<<<<

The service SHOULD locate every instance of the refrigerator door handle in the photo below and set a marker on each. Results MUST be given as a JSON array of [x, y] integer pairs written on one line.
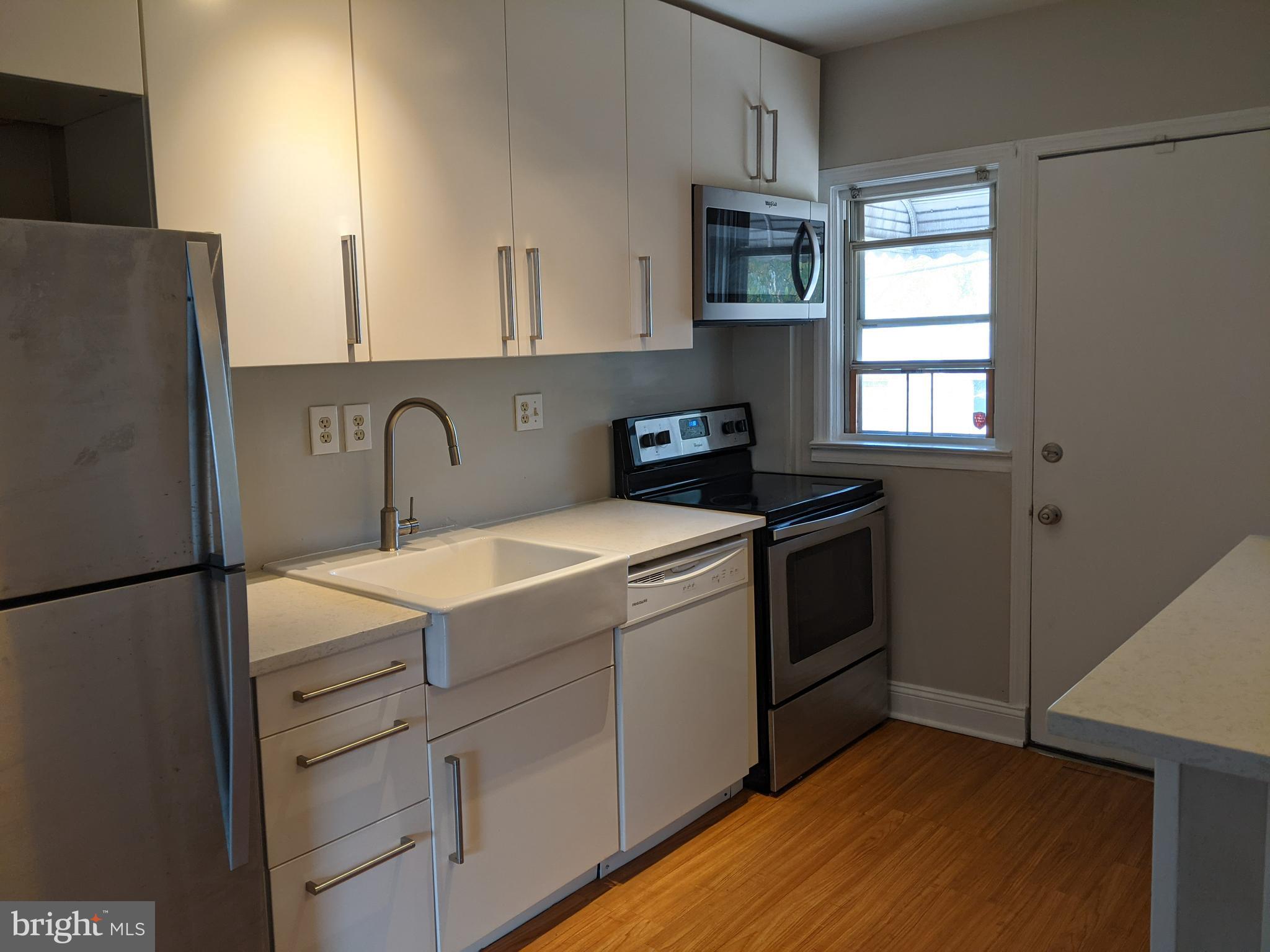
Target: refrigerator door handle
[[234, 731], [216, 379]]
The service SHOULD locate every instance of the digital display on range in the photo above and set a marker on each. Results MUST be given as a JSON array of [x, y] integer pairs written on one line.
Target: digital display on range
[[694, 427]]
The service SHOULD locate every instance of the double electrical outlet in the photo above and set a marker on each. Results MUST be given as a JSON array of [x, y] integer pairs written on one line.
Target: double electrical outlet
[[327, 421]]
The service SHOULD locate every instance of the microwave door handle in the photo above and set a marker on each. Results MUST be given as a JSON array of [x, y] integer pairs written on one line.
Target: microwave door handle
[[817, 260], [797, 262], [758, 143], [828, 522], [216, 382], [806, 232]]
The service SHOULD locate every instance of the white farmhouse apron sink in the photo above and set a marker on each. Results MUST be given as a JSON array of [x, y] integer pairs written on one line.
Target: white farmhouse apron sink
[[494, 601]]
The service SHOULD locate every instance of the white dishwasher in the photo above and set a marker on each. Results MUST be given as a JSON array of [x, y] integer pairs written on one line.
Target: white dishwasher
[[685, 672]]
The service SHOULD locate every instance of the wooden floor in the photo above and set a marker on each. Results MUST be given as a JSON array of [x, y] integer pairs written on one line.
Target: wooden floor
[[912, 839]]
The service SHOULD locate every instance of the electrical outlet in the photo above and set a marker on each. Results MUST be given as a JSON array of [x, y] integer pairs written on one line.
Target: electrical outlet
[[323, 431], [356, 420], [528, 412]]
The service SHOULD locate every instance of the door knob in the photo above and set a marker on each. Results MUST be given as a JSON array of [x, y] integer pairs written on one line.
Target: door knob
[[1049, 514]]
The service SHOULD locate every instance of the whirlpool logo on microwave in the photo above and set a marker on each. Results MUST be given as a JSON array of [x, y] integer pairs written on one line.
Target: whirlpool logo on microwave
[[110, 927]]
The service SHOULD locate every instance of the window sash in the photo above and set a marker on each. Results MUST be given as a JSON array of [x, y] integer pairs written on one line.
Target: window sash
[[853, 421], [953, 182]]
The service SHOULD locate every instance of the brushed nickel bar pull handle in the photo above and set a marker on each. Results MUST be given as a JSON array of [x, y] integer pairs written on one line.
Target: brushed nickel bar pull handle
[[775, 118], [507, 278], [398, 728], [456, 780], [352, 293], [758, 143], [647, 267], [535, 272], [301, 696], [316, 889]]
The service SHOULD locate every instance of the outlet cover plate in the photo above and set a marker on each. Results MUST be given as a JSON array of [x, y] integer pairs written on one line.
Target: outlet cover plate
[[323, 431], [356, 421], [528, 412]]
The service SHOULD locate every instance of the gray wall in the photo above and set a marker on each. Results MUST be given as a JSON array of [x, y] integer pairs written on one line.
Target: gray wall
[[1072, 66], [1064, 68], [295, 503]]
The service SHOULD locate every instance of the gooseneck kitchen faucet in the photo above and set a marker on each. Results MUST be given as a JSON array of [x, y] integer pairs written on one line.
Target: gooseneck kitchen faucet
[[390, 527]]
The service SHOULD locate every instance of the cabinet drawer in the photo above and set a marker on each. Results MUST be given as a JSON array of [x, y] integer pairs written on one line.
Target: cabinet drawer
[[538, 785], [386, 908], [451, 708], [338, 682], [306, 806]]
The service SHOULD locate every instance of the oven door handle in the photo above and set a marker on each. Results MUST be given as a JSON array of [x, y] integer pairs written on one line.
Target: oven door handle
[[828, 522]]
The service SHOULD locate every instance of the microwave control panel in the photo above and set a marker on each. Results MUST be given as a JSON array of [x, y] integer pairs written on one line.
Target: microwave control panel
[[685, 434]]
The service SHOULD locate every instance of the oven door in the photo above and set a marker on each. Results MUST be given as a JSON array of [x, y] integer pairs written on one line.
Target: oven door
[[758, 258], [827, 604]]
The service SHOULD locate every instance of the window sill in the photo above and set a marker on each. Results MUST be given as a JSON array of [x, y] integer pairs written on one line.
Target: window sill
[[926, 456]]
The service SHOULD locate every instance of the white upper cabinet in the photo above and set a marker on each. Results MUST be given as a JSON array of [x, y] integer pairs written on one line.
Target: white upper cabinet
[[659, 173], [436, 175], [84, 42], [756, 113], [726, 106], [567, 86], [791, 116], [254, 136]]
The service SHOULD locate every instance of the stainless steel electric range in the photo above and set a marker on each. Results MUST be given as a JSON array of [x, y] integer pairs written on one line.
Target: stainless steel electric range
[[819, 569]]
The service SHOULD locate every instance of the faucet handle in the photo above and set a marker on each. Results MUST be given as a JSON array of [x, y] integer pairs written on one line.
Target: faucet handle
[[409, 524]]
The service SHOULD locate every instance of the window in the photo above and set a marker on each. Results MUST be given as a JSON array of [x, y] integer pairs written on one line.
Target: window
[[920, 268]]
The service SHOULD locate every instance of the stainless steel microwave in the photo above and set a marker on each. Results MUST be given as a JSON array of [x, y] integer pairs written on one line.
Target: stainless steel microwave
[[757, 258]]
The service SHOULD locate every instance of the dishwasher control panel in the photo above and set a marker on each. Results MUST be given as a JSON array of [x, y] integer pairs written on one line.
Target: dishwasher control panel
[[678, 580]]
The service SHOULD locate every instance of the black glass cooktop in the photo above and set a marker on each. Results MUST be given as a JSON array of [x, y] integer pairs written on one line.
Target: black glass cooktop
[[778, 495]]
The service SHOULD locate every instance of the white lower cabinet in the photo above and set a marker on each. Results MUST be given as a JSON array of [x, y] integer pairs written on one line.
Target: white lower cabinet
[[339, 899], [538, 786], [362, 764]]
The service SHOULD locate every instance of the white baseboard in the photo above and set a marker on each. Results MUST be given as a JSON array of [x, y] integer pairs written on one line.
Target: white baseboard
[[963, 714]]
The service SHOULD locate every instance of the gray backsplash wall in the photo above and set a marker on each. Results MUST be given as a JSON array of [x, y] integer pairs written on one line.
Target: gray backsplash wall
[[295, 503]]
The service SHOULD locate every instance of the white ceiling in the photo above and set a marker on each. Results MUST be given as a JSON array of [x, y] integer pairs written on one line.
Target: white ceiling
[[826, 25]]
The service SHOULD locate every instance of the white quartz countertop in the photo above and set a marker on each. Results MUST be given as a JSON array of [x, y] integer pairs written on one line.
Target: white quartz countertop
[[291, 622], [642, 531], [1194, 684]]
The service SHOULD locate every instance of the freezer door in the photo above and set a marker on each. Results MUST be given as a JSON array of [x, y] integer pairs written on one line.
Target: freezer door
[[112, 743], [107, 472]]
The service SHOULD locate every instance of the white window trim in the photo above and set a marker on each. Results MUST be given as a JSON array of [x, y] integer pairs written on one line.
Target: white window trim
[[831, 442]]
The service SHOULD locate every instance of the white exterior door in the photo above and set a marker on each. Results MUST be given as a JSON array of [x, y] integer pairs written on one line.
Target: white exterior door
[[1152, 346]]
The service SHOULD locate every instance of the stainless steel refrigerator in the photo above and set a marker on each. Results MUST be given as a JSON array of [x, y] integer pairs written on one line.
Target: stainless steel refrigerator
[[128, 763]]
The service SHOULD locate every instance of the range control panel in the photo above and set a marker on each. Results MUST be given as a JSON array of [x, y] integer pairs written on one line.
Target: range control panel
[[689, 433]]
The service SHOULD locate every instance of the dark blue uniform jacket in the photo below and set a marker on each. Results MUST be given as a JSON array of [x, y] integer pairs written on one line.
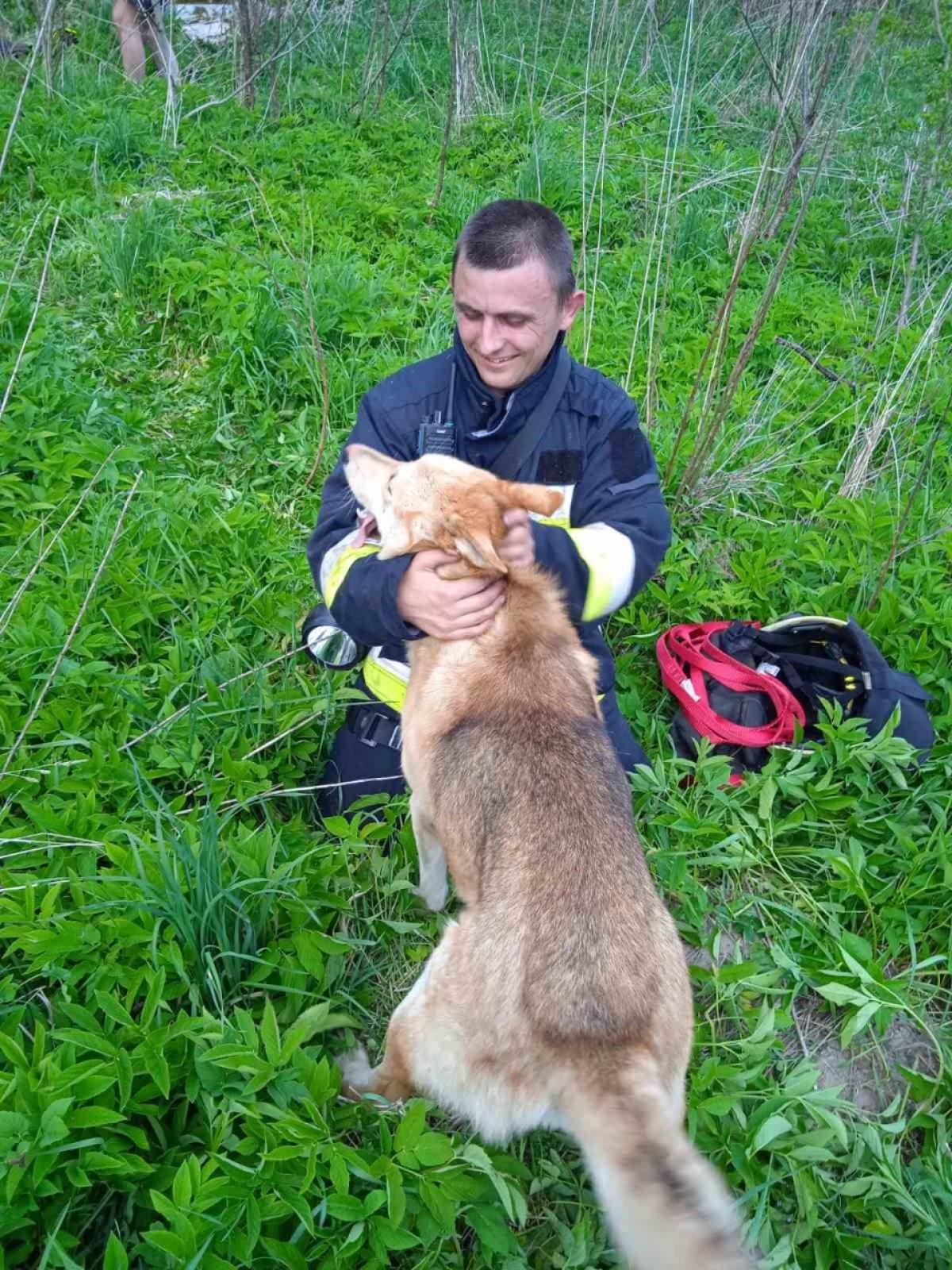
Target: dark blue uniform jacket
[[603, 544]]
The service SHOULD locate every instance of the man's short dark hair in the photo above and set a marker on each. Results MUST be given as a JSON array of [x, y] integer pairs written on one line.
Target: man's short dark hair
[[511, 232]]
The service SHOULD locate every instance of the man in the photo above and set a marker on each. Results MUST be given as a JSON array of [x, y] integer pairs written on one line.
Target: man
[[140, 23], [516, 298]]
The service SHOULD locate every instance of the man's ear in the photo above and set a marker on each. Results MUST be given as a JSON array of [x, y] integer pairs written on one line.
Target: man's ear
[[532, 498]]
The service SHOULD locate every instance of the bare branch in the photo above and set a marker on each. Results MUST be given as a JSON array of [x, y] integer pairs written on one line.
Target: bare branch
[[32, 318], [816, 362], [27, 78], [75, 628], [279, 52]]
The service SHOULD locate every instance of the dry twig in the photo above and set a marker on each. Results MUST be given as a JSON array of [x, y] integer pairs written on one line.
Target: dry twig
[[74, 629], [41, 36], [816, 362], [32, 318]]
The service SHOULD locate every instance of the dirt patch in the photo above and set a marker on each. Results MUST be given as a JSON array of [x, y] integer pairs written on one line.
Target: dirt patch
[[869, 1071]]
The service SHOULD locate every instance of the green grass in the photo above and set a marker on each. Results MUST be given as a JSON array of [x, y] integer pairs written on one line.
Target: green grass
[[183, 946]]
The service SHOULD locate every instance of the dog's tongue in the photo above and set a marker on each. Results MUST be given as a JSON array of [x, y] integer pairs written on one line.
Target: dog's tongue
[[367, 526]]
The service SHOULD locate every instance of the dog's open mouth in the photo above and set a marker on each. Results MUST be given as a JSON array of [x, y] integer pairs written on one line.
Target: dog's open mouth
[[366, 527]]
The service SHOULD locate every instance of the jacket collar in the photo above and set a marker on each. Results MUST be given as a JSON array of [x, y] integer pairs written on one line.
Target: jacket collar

>>>>

▸ **Stated problem**
Starting at the line with "The service SHOULD locate every instance of the dog's tongue", copy every line up to and including the last one in the entries above.

▸ **Written solution**
The service SHOULD locate every instance of the dog's tongue in the photo above and set a marker on each. Results MUST be given as a JSON array of [x, y] integer pairs written on one line.
Target: dog's tongue
[[367, 526]]
The service SHOULD locate every instance of the dog's open mouth in the photo above and set a marker on each. Results MUST be given as a JSON array of [x, y] integer pairs written on one line.
Target: dog's open mouth
[[366, 527]]
The service SHOULD locate every instance of the jacket collar in the photo above and set a marker on each. Results MUST be given as a JSON array of [x, y] integer pairs written on one line.
Target: jacket collar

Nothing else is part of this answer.